---------- Provided information

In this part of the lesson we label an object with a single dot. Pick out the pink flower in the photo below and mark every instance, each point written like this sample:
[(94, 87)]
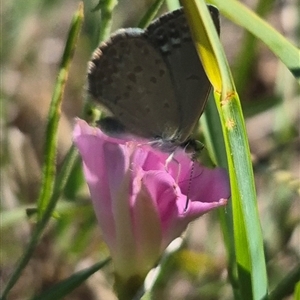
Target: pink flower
[(140, 200)]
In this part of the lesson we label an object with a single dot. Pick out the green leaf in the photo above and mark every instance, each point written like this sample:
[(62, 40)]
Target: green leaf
[(66, 286)]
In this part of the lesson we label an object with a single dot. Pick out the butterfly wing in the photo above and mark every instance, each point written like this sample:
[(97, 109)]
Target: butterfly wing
[(128, 76), (171, 35)]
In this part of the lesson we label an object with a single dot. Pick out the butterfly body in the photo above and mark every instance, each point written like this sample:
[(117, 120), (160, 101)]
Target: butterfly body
[(151, 81)]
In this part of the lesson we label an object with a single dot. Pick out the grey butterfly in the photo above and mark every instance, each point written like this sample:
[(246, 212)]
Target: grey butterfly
[(151, 81)]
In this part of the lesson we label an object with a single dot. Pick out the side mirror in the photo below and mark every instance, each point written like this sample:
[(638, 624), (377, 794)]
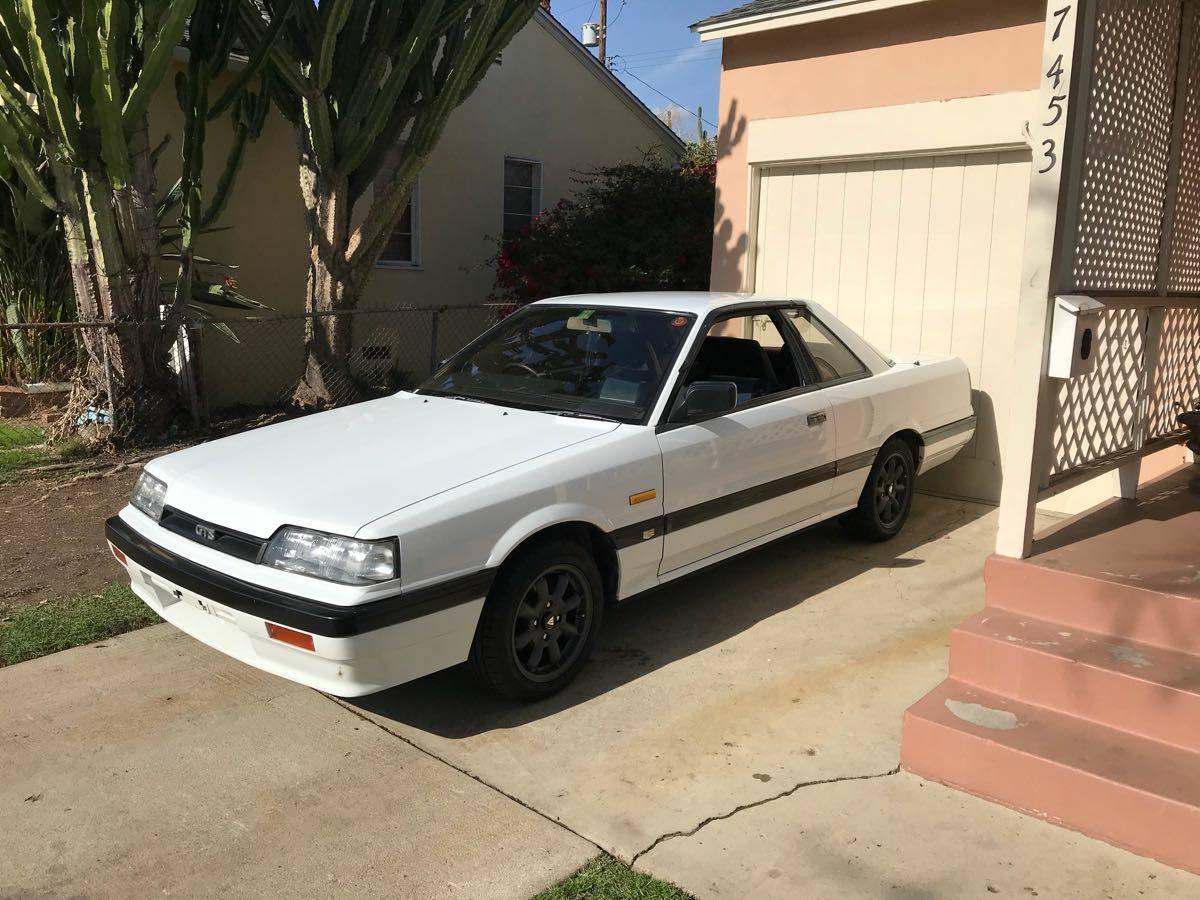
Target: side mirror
[(706, 399)]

--------------------

What you have to do: Print exactly the lines from the line with "out the grey" through the end of the data, both ends included, and print no pictures.

Exercise solution:
In this part of the lesson we label an object with a single dot. Pick out the grey butterfly in the photo above and mark every instance, each point written like this sample:
[(246, 212)]
Target: grey butterfly
[(151, 81)]
In this part of the lesson we label an object with a single dot. Pick out the side mirror in the photo below and mark every instance, each point written like this sample:
[(638, 624), (377, 794)]
Target: side mirror
[(706, 399)]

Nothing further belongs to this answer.